- Prompt:
Return exactly the lines that run from the one containing "Please mark the woman's" to the end of the entries, with both ends included.

- Data records:

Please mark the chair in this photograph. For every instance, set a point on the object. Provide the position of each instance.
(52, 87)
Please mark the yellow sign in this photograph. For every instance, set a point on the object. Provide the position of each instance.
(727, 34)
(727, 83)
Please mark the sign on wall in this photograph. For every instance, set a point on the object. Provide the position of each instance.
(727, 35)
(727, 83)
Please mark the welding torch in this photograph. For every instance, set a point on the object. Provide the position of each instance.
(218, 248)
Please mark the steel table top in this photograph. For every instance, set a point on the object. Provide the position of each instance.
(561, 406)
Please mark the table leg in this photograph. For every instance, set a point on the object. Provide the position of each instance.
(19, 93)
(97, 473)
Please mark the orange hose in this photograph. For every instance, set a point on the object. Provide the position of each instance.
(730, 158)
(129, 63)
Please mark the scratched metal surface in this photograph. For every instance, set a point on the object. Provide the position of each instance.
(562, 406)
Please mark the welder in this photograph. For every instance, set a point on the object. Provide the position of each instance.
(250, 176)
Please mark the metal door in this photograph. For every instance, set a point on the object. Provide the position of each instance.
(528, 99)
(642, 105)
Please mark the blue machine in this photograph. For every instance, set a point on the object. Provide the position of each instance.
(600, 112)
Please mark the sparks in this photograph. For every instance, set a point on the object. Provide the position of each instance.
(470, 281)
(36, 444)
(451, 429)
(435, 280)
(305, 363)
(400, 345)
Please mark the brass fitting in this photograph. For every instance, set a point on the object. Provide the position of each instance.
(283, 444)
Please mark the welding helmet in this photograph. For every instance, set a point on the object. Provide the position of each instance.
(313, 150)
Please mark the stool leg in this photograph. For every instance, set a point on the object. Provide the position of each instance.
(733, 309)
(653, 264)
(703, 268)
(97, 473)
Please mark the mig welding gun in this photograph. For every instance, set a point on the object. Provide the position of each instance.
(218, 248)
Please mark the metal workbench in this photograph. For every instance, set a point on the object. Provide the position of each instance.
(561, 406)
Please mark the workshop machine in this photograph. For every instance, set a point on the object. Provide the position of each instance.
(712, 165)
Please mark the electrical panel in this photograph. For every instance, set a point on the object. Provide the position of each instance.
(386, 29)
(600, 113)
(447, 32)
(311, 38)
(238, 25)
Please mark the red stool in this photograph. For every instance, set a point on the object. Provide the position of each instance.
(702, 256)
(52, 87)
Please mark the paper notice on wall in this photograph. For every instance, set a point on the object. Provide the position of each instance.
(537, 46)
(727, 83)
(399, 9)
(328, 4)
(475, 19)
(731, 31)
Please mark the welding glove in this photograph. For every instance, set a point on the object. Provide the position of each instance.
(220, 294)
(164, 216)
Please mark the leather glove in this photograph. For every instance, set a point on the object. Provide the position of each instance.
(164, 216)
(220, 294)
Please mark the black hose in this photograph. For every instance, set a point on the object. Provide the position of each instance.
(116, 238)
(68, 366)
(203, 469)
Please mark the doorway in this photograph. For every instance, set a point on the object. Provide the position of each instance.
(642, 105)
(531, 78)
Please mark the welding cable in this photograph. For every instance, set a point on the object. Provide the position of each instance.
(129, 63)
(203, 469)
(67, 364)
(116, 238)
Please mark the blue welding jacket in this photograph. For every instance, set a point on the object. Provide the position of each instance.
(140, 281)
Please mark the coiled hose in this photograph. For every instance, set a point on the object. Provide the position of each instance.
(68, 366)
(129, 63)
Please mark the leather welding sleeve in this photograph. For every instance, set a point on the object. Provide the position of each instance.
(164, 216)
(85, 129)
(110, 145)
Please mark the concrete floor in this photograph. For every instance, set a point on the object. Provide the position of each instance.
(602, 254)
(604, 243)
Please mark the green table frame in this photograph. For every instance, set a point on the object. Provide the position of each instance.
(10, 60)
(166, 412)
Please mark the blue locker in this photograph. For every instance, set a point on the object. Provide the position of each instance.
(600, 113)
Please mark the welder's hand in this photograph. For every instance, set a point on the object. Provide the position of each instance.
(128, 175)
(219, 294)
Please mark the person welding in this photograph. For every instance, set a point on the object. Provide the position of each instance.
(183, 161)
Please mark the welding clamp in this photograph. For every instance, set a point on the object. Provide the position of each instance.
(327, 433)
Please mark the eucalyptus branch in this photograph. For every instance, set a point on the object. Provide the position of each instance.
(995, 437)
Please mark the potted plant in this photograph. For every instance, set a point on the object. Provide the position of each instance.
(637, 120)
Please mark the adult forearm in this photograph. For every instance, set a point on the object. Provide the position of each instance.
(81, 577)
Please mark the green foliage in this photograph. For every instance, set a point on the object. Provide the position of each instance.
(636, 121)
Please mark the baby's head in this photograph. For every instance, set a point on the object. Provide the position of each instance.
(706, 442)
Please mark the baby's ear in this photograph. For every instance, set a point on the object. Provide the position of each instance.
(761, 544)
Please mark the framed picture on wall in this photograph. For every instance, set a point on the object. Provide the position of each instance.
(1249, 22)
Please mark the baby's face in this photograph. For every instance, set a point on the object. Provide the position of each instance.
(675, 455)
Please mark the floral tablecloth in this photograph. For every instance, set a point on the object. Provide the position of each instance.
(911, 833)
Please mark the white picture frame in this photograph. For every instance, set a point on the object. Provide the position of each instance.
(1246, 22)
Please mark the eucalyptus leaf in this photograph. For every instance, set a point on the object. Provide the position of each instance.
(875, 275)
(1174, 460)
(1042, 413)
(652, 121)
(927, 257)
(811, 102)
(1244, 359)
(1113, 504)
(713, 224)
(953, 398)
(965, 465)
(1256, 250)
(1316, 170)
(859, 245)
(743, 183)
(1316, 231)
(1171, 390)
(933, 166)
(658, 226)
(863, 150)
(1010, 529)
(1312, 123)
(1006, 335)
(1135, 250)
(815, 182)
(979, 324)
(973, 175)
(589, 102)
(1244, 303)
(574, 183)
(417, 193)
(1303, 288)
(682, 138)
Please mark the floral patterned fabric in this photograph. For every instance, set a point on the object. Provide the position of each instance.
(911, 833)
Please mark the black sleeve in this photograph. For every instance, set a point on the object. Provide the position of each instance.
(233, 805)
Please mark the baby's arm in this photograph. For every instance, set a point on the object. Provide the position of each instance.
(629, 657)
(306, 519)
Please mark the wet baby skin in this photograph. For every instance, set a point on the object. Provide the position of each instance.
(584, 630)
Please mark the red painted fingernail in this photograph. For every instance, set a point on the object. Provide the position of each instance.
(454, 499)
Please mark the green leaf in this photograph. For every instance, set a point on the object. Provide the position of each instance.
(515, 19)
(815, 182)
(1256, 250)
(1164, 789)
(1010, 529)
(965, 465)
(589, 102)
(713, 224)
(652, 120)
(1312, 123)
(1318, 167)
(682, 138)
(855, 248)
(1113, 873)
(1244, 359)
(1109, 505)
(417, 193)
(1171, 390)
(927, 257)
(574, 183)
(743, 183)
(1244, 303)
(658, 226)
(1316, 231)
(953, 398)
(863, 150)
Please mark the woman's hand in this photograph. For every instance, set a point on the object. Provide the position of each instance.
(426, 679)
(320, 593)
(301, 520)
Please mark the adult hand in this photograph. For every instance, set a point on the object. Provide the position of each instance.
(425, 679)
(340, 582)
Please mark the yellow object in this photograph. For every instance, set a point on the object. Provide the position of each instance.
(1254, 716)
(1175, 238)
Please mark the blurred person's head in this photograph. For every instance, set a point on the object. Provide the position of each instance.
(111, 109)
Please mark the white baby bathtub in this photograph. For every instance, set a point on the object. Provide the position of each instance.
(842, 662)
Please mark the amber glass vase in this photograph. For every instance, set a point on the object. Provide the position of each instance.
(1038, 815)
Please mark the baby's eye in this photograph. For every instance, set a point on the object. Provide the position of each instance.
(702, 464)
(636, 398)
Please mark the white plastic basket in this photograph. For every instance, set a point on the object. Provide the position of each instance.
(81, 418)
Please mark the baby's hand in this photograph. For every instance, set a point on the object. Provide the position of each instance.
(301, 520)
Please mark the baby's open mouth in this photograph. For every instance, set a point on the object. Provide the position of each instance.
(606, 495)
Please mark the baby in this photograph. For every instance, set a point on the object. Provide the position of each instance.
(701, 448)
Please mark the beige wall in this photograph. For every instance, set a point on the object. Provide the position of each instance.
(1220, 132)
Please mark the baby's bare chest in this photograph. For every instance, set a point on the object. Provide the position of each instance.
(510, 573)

- Output for this exercise:
Please mark the woman's hand in this photograph. For every instance, set a point on the object. Provide the position of each instance.
(426, 679)
(320, 593)
(301, 520)
Please mark the adult hand in this photograph. For every instance, set a point on the object. Provide the position of each instance.
(425, 679)
(340, 582)
Please mark the yellow object in this photograph. For every instance, set a point on the object. Provide the position of each instance.
(1254, 716)
(1175, 238)
Please mark the blurred person's head in this photograph. For every instance, set a point on the object. Provide the position of each instance.
(111, 109)
Please mark the white baby bathtub in this photograph. For every instance, set a point on the object. Provide the position of each instance.
(842, 662)
Please mark the amber glass vase in this photograph. For every instance, set a point on the object. Provide the position of each instance.
(1038, 815)
Please mark the baby's eye in this photograph. For every instance, set a point on the object. Provide the position of each instance.
(702, 464)
(636, 398)
Please mark the white plastic basket in this photograph. For every instance, set a point on the object. Provide the position of each instance.
(81, 418)
Please mark the baby's hand in this photograph. For every instance, set a point on the object. Provide the position of each instance.
(301, 520)
Please mark the baby's open mouth in this photograph. For every instance, set a point on the object. Provide the position of each instance.
(606, 495)
Please mark the baby in this photograph. For every instance, set a point on the object. Provide the position of each instance.
(701, 448)
Please mark the beige wall in this photograph. For every instance, set a point on the object. Provide the position of each instance.
(1220, 132)
Please mark the baby's bare chest in this photograph. For every instance, set a point on the object. Provide the position of each instance.
(510, 573)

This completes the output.